REQUIREMENT: Copy each entry as it stands, leaving nothing out.

MATERIAL:
=-=-=-=-=
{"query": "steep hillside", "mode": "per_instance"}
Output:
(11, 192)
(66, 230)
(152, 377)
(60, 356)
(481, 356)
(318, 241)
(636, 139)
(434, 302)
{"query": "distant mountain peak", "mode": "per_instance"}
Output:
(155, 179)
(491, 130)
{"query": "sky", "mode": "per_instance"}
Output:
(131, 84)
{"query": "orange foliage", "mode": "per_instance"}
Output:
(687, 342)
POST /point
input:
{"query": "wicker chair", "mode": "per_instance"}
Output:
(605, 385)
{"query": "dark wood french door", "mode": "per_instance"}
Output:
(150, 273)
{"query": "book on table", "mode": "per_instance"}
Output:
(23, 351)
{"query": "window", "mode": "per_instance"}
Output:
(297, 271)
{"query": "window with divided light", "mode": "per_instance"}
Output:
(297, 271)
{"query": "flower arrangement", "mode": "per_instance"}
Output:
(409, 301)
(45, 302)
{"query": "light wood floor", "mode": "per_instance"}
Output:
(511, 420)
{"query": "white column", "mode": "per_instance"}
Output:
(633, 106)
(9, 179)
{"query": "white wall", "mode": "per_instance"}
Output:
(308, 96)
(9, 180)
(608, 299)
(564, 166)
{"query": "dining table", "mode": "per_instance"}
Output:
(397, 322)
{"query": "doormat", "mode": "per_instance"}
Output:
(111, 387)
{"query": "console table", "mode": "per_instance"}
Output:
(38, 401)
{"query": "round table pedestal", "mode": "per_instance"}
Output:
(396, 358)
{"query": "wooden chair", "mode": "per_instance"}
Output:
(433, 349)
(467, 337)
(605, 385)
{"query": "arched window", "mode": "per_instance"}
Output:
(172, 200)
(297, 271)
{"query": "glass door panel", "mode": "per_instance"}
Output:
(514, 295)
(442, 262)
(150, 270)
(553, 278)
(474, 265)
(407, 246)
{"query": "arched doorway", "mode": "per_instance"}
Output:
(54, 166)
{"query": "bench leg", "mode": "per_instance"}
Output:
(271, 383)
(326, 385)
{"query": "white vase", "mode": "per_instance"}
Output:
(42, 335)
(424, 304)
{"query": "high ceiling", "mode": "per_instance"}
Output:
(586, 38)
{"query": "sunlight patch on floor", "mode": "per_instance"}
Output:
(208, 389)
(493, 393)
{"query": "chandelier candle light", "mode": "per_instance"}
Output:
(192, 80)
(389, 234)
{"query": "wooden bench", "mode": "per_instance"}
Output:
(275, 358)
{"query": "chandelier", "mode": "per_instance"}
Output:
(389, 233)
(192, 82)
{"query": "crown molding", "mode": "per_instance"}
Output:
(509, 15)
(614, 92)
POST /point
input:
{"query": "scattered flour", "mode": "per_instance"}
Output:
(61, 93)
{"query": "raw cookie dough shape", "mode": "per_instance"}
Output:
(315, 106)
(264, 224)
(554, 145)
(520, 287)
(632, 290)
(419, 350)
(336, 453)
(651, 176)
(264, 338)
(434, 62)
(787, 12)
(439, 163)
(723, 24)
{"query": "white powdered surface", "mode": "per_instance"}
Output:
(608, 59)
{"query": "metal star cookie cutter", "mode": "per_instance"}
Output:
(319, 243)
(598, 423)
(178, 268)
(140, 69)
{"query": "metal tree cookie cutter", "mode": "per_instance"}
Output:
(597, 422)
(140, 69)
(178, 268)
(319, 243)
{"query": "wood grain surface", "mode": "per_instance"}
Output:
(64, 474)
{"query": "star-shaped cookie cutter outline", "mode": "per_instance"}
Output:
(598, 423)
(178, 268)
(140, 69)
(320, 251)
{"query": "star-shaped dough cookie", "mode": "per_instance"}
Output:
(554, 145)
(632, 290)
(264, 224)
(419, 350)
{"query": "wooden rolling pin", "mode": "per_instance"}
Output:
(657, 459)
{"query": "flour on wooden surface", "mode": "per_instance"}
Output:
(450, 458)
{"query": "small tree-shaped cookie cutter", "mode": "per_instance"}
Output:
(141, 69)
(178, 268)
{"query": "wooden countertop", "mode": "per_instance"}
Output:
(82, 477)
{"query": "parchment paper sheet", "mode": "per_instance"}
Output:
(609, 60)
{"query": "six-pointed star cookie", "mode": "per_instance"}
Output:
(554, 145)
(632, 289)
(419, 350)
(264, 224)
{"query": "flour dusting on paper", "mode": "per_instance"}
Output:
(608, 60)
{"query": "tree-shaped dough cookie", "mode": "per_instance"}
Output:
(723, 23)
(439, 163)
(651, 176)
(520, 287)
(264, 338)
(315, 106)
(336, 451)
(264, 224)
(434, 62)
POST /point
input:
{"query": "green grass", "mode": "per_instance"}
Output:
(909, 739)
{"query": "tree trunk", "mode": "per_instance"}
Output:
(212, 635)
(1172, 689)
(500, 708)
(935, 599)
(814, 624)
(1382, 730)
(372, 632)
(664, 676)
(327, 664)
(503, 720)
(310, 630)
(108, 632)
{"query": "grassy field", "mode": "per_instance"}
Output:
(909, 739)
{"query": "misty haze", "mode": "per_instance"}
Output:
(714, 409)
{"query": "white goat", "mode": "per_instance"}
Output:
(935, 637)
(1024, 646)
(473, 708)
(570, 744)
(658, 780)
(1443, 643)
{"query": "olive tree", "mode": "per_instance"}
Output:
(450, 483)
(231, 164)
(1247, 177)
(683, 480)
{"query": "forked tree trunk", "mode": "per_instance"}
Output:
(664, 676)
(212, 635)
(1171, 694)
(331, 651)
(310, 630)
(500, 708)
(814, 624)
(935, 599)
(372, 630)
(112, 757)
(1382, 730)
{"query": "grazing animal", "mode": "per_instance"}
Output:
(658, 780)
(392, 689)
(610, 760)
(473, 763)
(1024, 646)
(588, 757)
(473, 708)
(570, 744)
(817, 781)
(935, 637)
=-=-=-=-=
ANSWER IN FULL:
{"query": "steep hillside", "mode": "per_instance"}
Output:
(11, 192)
(66, 230)
(152, 377)
(60, 356)
(481, 356)
(318, 241)
(636, 139)
(434, 302)
{"query": "distant mountain peak", "mode": "per_instance"}
Output:
(155, 179)
(491, 130)
{"query": "sky", "mode": "per_instance"}
Output:
(131, 84)
{"query": "orange foliage", "mode": "per_instance"}
Output:
(687, 342)
POST /point
input:
{"query": "wicker chair", "mode": "per_instance"}
Output:
(605, 385)
{"query": "dark wood french door", "mode": "per_instance"}
Output:
(150, 273)
{"query": "book on table", "mode": "per_instance"}
Output:
(23, 351)
{"query": "window", "mode": "per_instance"}
Output:
(297, 271)
{"query": "window with divided light", "mode": "per_instance"}
Output:
(297, 271)
{"query": "flower arrangement", "mode": "per_instance"}
Output:
(409, 301)
(45, 302)
{"query": "light wood floor", "mode": "per_instance"}
Output:
(511, 420)
{"query": "white column", "mode": "per_instance"}
Output:
(633, 106)
(9, 179)
{"query": "white wall", "mode": "per_instance"}
Output:
(308, 96)
(9, 180)
(608, 299)
(564, 166)
{"query": "dining table", "mode": "per_instance"}
Output:
(397, 322)
{"query": "doormat", "mode": "per_instance"}
Output:
(111, 387)
{"query": "console table", "mode": "per_instance"}
Output:
(38, 401)
{"query": "round table pedestal", "mode": "per_instance"}
Output:
(396, 358)
{"query": "wooden chair", "mode": "per_instance"}
Output:
(433, 349)
(467, 337)
(605, 385)
{"query": "arched window", "mode": "per_instance"}
Output:
(172, 200)
(297, 271)
{"query": "glass door panel", "mode": "per_instance"}
Output:
(514, 295)
(442, 262)
(150, 270)
(553, 278)
(474, 265)
(407, 246)
{"query": "arched doorway", "mode": "per_instance"}
Output:
(54, 166)
{"query": "bench leg", "mode": "per_instance"}
Output:
(271, 383)
(326, 385)
{"query": "white vase", "mode": "per_instance"}
Output:
(42, 335)
(424, 304)
{"query": "high ceiling", "mode": "per_instance"}
Output:
(586, 38)
{"query": "sunlight patch on floor", "mode": "per_instance"}
Output:
(208, 389)
(493, 393)
{"query": "chandelier candle light", "mode": "per_instance"}
Output:
(192, 80)
(389, 234)
{"query": "wooden bench", "mode": "per_instance"}
Output:
(275, 358)
{"query": "chandelier", "mode": "per_instance"}
Output:
(389, 233)
(192, 82)
{"query": "crown molding", "mode": "per_instance"}
Output:
(509, 15)
(614, 92)
POST /point
input:
{"query": "scattered flour", "mode": "per_instance"}
Output:
(61, 93)
{"query": "raw cookie dough shape", "mode": "per_instance"}
Output:
(315, 106)
(264, 224)
(554, 145)
(520, 287)
(632, 290)
(419, 350)
(336, 453)
(651, 176)
(264, 338)
(434, 62)
(787, 12)
(439, 163)
(723, 24)
{"query": "white powdered surface", "mode": "per_instance"}
Output:
(608, 59)
{"query": "metal star cookie cutter", "mode": "per_instance"}
Output:
(319, 243)
(598, 423)
(178, 268)
(140, 69)
{"query": "metal tree cookie cutter", "mode": "per_instance"}
Output:
(597, 422)
(140, 69)
(178, 268)
(319, 243)
{"query": "wood grain surface", "mode": "per_instance"}
Output:
(64, 474)
{"query": "star-shaped cookie cutter outline", "mode": "per_instance"}
Output:
(598, 423)
(178, 268)
(140, 69)
(320, 251)
{"query": "star-shaped dough cookie", "mode": "per_instance"}
Output:
(554, 145)
(632, 290)
(264, 224)
(419, 350)
{"query": "wooden rolling pin", "mode": "per_instance"}
Output:
(657, 459)
{"query": "flour on wooden surface", "mode": "per_instance"}
Output:
(450, 458)
{"query": "small tree-shaped cookie cutter", "mode": "per_instance"}
Output:
(141, 69)
(178, 268)
{"query": "wooden countertop", "mode": "per_instance"}
Output:
(82, 477)
{"query": "parchment paper sheet", "mode": "per_instance"}
Output:
(609, 60)
{"query": "six-pointed star cookie", "mode": "per_instance"}
Output:
(554, 145)
(632, 289)
(419, 350)
(264, 224)
{"query": "flour dusting on paper", "mode": "per_instance"}
Output:
(608, 60)
{"query": "tree-shaped dough cookie", "mode": "per_instance"}
Output:
(723, 23)
(439, 163)
(651, 176)
(520, 287)
(264, 338)
(315, 106)
(336, 451)
(264, 224)
(434, 62)
POST /point
input:
{"query": "green grass", "mode": "per_instance"}
Output:
(909, 739)
{"query": "tree trunk", "mode": "per_instance"}
Output:
(212, 635)
(1172, 689)
(500, 708)
(935, 599)
(814, 624)
(1382, 730)
(372, 632)
(664, 676)
(327, 664)
(503, 720)
(310, 630)
(108, 632)
{"query": "grassy field", "mode": "per_instance"}
Output:
(909, 739)
{"query": "misty haze", "mode": "per_instance"}
Output:
(714, 409)
{"query": "white goat", "mode": "per_instance"}
Output:
(935, 637)
(1024, 646)
(473, 708)
(570, 744)
(658, 780)
(1443, 643)
{"query": "olive tree", "mode": "per_instance"}
Output:
(450, 483)
(231, 164)
(1247, 177)
(683, 480)
{"query": "forked tree trunk", "mode": "per_instance"}
Output:
(664, 676)
(212, 635)
(1171, 694)
(331, 651)
(310, 630)
(500, 708)
(814, 624)
(935, 599)
(372, 630)
(112, 757)
(1382, 730)
{"query": "grazing animal", "mode": "per_instance"}
Output:
(658, 780)
(392, 689)
(610, 760)
(473, 763)
(1024, 646)
(588, 757)
(473, 708)
(570, 744)
(817, 781)
(935, 637)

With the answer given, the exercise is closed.